DATA EXTRACTS.

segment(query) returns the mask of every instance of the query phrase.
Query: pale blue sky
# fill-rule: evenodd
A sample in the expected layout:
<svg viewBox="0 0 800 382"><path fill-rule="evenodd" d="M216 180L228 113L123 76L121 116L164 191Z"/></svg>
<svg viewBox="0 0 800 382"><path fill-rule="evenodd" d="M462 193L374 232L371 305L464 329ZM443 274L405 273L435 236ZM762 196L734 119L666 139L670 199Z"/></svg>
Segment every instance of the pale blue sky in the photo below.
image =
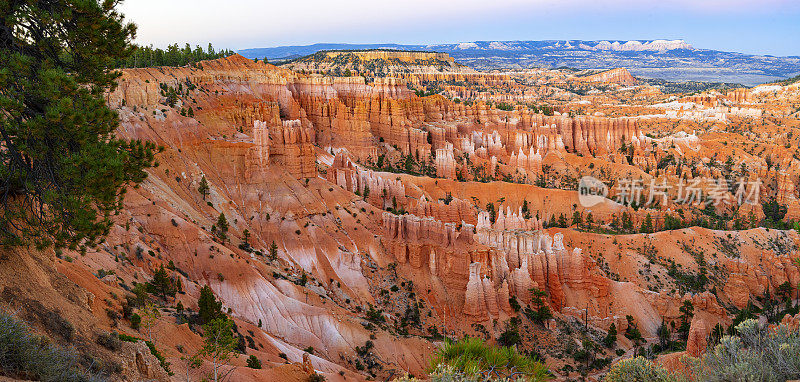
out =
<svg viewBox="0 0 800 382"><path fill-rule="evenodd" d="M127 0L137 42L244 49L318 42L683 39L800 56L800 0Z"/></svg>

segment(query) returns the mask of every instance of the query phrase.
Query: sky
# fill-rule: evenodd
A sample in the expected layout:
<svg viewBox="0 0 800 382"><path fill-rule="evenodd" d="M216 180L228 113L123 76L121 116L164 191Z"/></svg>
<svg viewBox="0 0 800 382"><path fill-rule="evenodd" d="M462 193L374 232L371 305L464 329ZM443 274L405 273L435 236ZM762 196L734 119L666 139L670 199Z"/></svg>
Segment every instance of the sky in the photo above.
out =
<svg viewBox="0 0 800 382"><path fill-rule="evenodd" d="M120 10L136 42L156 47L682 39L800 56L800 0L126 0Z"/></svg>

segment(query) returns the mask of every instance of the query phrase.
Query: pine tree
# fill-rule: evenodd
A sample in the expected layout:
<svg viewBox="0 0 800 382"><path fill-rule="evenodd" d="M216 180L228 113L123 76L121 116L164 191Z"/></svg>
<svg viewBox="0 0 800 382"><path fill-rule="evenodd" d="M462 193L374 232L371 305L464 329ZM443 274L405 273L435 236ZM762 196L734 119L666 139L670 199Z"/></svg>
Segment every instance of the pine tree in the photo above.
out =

--

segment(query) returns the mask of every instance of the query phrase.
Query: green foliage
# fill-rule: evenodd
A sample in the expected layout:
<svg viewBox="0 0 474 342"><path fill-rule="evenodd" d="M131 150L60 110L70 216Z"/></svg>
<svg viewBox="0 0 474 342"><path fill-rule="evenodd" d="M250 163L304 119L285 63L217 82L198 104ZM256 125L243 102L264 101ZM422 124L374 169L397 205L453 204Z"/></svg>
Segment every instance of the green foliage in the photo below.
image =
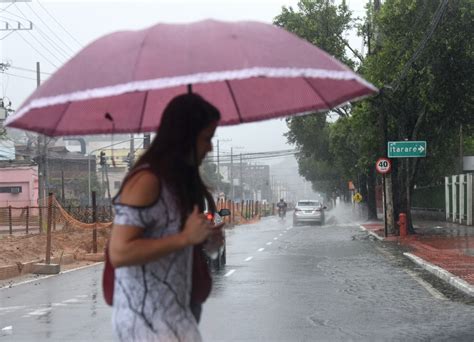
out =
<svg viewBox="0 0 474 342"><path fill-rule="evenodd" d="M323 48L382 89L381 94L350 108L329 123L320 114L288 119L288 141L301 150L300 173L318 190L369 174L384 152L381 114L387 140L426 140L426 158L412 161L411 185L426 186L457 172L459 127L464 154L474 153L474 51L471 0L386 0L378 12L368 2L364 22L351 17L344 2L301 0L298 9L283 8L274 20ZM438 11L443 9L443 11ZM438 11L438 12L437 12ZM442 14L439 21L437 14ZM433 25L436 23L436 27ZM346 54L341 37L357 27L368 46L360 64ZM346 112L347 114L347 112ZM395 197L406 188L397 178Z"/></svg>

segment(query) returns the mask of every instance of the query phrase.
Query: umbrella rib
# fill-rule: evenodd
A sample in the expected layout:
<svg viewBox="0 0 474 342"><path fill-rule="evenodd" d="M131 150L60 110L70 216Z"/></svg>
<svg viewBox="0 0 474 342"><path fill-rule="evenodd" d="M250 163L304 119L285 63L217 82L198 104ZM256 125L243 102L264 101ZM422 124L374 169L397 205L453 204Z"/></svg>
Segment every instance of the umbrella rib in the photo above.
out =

WORK REQUIRED.
Scan the material for the string "above". Copy each line where it appears.

EXERCISE SOLUTION.
Segment every instance of the sky in the photo above.
Segment every instance of the pine tree in the photo above.
Segment every instance of the umbrella rib in the photo above.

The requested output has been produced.